EXCERPTED PASSAGE =

Twenty-three state regulators have now reached a deal with a prominent online payments processor to address that company’s insufficient disclosures on its platform. We explain why that matters to you.
What Happened
Many financial institutions solicit customers for charitable donations, and some for charities they control.
One of the world’s largest online payments processors has a charitable affiliate that solicits the parent company’s customers for a variety of noble causes. As a duly registered charity, the charity accepts donations from individuals and then makes grants to charities selected by those individuals. Selected charities that appear on the platform are vetted by the charity before the distribution occurs. In some cases, a donor’s selected charity does not pass the charity’s vetting requirements, and the charity redirects the charitable funds to a similar charity that has been approved through the vetting process.
Beginning in December 2016, the charity also began listing on its parent company’s website charities that had not enrolled with the charity but were on a third-party list of charitable organizations. This change triggered an investigation by the attorneys general of Arkansas, Colorado, Connecticut, Idaho, Illinois, Iowa, Kansas, Kentucky, Louisiana, Minnesota, Mississippi, Nebraska, Nevada, New Hampshire, New York, Ohio, Oklahoma, Oregon, Pennsylvania, Texas, Washington, D.C., and Wisconsin, along with the North Carolina secretary of state.
The charity later suspended the listing of unenrolled charities on its platform, but the AGs found additional problems. They expressed concern that the charity did not sufficiently disclose that a charity would receive its contributions more quickly if it maintains an account with the online processors, that a donation would not be made to the intended charity if it failed to pass the vetting process, and that the money would instead go to a different organization with similar purposes without notice to the donor.
Although the charity denied any liability, it agreed to an Assurance of Discontinuance with the state regulators. The deal provides that the charity make several “unavoidable and prominent disclosures,” defined as information that appears on a page that each and every donor must access prior to donating to the charity, and that it is immediately proximate to a necessary field or button used by each donor.

TASKS TO COMPLETE =
A - Copy the article on the charity settlement starting with "What Happened" and going on through "the vetting process.", swapping "noble causes" for "worthy causes".
B - According to the article on the charity settlement, when did the charity begin listing charities that had not enrolled with it?
Work only from the article on the charity settlement.

MATERIAL SHOWN =
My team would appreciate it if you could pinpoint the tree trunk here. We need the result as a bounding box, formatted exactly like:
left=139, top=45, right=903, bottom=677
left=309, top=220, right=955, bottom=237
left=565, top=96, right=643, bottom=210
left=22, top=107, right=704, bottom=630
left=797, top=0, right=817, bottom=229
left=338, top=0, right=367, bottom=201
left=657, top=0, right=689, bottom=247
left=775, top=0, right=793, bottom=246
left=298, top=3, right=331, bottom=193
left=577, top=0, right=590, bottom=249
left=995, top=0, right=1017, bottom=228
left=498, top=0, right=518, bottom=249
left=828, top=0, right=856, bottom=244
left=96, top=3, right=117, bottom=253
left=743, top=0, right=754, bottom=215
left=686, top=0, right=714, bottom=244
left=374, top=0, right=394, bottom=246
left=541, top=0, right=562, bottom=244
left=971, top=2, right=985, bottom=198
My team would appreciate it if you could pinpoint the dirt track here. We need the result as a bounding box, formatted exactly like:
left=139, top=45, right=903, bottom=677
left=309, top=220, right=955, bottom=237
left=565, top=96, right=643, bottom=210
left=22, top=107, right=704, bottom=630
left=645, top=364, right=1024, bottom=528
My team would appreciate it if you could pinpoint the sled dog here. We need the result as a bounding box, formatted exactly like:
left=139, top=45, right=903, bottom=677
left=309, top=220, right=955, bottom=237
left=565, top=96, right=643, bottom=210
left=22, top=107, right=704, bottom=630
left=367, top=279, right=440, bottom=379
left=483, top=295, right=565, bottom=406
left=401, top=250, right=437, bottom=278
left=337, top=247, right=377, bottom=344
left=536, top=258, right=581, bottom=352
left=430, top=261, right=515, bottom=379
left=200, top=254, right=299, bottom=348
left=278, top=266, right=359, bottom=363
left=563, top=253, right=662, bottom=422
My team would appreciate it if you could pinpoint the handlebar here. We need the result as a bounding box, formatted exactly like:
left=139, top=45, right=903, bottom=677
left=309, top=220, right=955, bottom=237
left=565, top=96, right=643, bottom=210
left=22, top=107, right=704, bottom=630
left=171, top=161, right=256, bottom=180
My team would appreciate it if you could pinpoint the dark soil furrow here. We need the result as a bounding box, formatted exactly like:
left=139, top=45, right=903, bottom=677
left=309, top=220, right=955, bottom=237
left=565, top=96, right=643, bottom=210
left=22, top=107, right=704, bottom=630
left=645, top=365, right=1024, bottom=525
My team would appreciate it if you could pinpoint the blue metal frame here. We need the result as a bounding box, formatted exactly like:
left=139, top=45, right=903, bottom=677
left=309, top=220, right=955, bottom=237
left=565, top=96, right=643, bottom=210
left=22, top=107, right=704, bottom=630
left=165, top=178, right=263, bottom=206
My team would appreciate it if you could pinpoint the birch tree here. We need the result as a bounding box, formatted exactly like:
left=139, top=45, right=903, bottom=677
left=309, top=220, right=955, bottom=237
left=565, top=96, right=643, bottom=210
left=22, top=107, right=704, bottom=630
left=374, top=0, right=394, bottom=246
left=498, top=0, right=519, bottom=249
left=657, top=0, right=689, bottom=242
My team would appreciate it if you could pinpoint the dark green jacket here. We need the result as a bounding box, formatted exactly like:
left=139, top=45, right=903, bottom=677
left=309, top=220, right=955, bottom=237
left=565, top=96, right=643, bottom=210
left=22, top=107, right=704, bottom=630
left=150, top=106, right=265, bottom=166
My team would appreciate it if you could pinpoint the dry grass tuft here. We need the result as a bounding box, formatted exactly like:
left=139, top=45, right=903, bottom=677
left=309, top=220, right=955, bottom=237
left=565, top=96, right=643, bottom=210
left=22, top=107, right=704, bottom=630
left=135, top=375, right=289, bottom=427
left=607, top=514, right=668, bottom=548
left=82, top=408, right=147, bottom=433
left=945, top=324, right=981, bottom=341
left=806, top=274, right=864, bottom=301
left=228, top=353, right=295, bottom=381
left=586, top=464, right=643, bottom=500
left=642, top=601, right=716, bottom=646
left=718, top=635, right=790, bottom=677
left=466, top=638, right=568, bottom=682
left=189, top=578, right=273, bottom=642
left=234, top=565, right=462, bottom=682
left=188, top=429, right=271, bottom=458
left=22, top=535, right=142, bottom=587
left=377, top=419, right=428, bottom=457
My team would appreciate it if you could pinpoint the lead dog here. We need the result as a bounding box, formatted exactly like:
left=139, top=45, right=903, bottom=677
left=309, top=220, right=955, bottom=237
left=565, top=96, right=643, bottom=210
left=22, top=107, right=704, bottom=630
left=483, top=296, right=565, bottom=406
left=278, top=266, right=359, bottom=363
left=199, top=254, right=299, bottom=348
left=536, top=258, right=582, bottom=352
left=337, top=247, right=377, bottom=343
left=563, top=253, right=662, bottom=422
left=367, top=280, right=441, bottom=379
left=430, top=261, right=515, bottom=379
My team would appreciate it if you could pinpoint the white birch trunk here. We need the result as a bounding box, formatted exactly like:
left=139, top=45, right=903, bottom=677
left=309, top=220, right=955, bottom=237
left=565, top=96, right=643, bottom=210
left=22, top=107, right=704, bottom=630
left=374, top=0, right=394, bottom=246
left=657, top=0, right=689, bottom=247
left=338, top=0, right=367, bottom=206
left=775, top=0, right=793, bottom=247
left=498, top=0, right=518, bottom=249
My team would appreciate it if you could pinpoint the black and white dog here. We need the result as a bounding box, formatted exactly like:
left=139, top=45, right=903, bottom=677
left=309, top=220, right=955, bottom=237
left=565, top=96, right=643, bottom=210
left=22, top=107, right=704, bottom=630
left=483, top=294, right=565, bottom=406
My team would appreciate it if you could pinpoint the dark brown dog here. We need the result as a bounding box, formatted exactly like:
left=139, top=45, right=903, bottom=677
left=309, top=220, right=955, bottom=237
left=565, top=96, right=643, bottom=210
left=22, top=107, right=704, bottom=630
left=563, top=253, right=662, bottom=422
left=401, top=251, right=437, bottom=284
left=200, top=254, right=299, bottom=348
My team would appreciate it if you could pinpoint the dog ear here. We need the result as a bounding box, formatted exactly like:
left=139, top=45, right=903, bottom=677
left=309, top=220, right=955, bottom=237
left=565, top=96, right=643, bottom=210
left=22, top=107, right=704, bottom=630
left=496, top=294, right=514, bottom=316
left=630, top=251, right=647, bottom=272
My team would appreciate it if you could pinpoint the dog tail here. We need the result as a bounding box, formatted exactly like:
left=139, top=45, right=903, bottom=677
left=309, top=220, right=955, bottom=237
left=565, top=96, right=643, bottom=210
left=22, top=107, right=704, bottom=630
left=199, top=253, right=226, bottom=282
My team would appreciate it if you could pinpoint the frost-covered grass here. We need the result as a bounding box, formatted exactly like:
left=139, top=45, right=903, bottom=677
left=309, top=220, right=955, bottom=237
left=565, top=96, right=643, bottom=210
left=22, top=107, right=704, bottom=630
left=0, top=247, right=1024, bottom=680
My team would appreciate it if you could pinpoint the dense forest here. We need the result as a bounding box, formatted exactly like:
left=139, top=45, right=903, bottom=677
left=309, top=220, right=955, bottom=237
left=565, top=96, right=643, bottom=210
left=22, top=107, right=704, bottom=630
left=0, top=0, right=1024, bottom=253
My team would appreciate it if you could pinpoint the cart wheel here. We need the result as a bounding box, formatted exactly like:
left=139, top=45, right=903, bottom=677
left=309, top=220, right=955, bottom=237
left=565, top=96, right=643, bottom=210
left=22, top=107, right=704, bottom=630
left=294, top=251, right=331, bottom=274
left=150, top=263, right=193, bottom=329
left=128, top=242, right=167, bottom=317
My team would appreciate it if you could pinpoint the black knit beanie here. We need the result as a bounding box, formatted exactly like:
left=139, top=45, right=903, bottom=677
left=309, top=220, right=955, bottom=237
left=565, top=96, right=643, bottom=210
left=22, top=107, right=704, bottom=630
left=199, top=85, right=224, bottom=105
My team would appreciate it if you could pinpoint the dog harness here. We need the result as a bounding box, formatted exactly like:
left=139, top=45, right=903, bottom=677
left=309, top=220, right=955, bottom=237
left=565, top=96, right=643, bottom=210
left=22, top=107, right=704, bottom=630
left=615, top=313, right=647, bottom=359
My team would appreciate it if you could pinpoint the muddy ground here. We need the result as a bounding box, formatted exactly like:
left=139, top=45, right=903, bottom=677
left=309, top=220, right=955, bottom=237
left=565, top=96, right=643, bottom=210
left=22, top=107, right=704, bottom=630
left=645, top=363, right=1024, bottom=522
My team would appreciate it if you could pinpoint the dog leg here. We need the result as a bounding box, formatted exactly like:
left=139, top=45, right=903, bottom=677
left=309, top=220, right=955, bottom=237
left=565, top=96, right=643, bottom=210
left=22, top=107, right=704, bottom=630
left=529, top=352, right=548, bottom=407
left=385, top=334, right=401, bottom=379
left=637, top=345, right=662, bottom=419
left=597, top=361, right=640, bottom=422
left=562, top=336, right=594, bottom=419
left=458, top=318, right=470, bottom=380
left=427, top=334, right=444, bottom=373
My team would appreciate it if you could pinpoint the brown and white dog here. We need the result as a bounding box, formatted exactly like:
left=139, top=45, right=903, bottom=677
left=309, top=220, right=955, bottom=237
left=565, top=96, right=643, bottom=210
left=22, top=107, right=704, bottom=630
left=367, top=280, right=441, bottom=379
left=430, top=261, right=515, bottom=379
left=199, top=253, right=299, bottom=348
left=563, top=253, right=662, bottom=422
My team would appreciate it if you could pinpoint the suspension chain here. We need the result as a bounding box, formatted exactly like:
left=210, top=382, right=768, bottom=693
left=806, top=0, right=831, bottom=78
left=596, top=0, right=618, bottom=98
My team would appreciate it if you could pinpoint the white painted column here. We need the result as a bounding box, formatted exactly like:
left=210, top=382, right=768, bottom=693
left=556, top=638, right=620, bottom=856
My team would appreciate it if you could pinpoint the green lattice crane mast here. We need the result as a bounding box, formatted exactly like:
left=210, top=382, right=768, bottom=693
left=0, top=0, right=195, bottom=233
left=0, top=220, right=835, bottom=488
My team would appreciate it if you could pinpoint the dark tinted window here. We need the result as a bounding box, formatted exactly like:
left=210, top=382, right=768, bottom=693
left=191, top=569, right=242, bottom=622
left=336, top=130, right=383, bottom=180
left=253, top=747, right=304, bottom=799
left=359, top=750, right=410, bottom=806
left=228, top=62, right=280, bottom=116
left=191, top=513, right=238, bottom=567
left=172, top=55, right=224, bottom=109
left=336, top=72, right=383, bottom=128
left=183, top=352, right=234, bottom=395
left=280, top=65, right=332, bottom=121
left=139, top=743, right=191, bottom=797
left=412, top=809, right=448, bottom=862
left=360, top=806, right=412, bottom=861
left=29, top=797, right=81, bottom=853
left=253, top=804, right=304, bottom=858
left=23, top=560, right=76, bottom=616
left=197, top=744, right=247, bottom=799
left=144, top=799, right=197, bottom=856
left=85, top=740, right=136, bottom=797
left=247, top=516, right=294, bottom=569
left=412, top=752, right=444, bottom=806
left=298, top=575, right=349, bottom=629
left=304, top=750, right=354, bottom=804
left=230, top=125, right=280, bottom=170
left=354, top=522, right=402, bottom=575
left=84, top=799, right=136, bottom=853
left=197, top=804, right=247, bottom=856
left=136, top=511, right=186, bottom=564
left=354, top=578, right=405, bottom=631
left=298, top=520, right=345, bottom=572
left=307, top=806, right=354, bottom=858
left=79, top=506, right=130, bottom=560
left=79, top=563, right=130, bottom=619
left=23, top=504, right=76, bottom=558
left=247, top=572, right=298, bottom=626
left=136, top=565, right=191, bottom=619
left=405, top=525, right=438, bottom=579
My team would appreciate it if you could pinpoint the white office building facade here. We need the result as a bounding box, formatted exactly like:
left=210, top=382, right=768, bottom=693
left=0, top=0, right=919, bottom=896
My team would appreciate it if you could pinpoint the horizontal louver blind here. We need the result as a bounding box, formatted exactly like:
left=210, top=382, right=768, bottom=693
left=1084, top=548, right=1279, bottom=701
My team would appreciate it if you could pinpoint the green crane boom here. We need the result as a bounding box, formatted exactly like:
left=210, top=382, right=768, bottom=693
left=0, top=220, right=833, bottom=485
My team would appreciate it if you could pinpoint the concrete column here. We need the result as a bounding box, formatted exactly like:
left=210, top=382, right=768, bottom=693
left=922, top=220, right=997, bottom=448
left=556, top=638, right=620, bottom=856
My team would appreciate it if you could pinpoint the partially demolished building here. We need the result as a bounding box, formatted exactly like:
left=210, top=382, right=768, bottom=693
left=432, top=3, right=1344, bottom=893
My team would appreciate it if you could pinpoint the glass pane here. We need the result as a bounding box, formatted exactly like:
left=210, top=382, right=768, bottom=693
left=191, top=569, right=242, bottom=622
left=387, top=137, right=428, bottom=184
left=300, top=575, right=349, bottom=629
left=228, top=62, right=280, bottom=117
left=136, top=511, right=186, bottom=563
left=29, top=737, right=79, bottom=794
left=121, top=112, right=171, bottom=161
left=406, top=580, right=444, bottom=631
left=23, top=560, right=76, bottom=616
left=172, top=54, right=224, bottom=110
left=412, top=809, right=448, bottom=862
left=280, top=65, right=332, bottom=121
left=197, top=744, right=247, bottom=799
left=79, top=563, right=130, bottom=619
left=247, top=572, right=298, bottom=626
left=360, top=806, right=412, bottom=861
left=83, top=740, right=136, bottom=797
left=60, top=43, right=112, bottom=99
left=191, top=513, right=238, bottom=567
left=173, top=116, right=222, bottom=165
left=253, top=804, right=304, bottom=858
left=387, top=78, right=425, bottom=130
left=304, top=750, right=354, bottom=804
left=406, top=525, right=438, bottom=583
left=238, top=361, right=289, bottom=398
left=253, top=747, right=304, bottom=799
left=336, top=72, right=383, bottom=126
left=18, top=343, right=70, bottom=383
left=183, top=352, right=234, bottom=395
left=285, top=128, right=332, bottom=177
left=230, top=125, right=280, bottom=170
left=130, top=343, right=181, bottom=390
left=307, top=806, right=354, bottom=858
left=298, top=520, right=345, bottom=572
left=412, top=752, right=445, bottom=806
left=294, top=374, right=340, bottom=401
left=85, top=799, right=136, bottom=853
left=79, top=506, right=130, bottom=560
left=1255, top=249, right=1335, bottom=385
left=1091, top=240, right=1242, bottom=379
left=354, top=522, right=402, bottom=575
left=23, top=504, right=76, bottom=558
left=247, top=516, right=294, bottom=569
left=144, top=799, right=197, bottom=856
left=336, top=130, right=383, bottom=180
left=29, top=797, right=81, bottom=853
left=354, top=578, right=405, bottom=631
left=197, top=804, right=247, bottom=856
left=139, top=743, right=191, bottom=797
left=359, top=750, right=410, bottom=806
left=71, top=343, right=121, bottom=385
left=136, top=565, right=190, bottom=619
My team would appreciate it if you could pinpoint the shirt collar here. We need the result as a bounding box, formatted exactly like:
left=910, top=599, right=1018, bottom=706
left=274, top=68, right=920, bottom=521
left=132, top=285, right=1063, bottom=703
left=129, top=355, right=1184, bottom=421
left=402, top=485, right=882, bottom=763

ANSWERS TO THE EXERCISE =
A -
What Happened
Many financial institutions solicit customers for charitable donations, and some for charities they control.
One of the world’s largest online payments processors has a charitable affiliate that solicits the parent company’s customers for a variety of worthy causes. As a duly registered charity, the charity accepts donations from individuals and then makes grants to charities selected by those individuals. Selected charities that appear on the platform are vetted by the charity before the distribution occurs. In some cases, a donor’s selected charity does not pass the charity’s vetting requirements, and the charity redirects the charitable funds to a similar charity that has been approved through the vetting process.

B - December 2016